▸ **Goal of the exercise**: Find where "Target: variegated leaf" appears in the records below, then return that line and every later line exactly, stopping only at the last line.

Point localization data

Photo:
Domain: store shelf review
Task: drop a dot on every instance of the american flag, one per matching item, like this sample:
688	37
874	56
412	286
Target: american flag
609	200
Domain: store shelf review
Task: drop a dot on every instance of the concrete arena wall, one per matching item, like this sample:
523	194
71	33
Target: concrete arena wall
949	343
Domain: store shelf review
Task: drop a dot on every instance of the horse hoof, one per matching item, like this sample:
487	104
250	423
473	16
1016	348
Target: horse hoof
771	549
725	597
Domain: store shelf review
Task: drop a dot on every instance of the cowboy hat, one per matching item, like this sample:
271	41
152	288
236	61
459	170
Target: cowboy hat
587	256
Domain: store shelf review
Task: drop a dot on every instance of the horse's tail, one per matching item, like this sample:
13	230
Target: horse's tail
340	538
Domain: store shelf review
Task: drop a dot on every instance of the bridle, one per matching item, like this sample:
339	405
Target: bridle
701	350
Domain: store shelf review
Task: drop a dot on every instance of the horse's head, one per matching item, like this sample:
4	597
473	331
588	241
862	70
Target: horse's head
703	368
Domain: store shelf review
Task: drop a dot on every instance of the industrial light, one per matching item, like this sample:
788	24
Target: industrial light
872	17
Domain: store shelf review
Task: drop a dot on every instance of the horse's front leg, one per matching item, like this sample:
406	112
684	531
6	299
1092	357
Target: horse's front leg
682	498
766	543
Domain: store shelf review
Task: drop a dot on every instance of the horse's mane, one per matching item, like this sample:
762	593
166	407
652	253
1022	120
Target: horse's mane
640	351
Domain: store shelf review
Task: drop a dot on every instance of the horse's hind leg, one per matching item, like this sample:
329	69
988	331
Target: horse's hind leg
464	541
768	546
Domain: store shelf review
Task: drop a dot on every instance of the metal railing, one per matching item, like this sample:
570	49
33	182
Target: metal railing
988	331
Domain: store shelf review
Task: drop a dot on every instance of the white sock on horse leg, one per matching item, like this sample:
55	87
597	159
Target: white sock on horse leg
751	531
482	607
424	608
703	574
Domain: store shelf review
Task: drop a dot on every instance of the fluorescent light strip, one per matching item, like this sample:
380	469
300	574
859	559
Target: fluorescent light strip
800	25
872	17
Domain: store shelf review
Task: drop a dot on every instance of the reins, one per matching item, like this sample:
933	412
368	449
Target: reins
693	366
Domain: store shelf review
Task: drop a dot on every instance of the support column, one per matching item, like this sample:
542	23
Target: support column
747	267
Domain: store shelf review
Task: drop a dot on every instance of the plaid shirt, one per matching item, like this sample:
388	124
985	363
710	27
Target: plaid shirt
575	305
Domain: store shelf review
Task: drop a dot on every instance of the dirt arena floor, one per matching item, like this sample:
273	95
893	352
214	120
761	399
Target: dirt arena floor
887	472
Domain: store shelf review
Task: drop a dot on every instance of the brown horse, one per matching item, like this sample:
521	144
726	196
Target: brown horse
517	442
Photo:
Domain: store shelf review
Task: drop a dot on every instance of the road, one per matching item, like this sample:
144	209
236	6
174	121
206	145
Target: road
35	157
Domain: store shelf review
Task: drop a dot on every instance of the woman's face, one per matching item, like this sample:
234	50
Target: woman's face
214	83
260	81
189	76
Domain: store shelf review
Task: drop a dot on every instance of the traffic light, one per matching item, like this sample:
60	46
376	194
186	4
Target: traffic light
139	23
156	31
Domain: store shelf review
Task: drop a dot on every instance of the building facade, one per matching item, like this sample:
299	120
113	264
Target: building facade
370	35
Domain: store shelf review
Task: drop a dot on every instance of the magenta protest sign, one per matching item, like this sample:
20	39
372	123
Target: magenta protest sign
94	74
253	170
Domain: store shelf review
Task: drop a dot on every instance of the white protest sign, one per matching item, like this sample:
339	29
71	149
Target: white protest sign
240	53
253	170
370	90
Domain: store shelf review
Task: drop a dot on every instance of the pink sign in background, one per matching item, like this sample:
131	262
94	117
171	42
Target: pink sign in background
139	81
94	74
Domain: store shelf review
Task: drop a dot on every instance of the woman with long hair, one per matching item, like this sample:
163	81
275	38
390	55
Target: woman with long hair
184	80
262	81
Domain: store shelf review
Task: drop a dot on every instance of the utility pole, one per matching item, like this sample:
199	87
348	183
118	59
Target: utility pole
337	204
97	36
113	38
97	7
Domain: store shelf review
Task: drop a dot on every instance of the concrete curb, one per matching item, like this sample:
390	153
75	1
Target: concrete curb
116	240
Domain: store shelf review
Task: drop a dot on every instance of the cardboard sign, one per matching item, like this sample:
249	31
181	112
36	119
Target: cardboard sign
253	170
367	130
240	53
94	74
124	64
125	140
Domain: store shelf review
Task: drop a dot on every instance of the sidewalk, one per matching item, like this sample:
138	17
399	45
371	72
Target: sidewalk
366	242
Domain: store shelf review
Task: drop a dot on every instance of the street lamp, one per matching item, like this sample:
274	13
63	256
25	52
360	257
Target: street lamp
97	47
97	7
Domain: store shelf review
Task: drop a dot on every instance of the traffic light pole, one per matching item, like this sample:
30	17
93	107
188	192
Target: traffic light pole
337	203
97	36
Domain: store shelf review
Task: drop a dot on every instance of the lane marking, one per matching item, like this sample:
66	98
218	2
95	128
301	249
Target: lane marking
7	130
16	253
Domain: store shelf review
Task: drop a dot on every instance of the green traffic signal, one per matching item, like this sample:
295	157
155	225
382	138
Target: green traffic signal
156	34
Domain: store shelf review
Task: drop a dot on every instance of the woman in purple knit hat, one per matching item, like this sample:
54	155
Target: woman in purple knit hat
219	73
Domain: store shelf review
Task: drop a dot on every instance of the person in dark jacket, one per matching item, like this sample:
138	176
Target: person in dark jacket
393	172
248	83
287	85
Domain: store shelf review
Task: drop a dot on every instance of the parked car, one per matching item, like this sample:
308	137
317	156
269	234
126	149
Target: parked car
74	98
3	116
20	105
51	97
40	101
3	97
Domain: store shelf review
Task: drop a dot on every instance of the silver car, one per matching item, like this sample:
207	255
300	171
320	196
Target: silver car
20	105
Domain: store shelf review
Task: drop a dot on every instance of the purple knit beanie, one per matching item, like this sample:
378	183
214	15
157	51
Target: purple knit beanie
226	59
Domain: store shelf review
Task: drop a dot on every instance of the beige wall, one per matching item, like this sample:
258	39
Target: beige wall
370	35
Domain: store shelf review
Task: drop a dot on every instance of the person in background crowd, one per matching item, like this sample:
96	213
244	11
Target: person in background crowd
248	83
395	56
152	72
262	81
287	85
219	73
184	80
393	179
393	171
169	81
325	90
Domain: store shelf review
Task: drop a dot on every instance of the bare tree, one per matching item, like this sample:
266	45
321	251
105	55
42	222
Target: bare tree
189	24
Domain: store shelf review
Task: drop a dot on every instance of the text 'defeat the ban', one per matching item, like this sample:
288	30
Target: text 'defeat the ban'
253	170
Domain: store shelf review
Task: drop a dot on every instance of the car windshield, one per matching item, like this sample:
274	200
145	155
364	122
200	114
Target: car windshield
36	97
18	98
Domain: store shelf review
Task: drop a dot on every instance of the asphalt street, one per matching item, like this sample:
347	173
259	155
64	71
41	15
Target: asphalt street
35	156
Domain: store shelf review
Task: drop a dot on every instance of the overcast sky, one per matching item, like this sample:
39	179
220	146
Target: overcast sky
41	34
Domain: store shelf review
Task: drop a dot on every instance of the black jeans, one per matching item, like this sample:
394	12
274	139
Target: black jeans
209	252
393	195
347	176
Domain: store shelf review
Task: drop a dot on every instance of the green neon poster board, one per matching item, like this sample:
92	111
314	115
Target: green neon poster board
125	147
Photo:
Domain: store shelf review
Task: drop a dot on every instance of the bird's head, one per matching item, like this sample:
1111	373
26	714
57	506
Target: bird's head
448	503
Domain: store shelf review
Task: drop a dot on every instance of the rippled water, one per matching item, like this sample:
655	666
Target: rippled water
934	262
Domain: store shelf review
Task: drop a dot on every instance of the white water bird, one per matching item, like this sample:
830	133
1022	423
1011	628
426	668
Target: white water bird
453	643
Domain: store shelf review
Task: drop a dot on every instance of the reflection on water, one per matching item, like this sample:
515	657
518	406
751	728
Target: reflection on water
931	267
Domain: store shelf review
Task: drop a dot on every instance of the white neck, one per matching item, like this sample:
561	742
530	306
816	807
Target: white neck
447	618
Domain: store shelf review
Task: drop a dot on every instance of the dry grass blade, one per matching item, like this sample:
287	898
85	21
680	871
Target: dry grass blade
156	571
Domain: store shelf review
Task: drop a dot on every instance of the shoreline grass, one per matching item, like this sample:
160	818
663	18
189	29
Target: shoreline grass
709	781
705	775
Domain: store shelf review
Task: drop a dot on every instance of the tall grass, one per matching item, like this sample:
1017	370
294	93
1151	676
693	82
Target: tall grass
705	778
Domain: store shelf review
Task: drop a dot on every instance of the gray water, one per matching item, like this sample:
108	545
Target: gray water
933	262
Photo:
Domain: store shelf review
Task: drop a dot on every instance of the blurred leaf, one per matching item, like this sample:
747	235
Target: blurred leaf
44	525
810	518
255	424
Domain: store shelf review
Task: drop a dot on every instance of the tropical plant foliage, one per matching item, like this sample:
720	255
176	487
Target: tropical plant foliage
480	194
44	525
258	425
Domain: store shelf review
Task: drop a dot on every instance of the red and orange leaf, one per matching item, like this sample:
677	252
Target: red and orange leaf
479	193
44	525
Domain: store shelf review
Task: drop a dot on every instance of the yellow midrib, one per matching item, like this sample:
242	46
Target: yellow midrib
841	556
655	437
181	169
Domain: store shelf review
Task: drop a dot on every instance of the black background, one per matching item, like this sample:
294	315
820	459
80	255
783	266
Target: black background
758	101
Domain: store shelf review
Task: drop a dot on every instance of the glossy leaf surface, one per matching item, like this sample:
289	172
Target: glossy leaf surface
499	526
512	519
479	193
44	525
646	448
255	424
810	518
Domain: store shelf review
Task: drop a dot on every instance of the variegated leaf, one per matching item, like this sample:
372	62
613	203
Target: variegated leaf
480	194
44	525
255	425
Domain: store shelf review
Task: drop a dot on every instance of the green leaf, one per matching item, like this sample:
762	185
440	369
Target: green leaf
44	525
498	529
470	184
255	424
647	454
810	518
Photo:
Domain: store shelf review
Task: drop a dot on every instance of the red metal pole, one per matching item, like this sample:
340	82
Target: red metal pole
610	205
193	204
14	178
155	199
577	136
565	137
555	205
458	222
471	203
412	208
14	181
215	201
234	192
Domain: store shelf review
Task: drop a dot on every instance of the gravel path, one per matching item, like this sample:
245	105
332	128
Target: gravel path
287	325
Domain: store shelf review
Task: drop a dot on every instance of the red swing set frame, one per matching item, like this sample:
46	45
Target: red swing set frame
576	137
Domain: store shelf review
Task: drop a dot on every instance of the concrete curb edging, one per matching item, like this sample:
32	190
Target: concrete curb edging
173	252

▸ **Solution to this exercise**:
Target: variegated leaf
480	194
44	525
255	425
Domain: store shelf review
Task: drop a dot on every instance of the green leaf, one per matching item, like this sample:
762	185
440	369
Target: green leaf
44	525
498	529
470	184
255	424
647	454
810	518
Photo:
Domain: store shelf review
Task: drop a dot on every instance of the red metal pole, one per matching item, like this sample:
340	82
Target: red metal pole
610	205
193	204
14	178
155	199
577	136
565	137
555	205
458	222
471	203
412	208
14	181
215	201
234	192
Domain: store shelf review
Task: drop a dot on every instance of the gravel path, one per matching item, like this sample:
245	105
332	128
Target: gravel path
287	325
Domain: store shelf review
Task: drop a dot on every instance of the red swing set frame, one per matching item, like this sample:
46	45
Target: red swing set frame
576	137
Domain: store shelf review
Task: drop a dot on every instance of the concrete curb edging, one per matching item, like this sample:
32	190
Target: concrete curb edging
173	252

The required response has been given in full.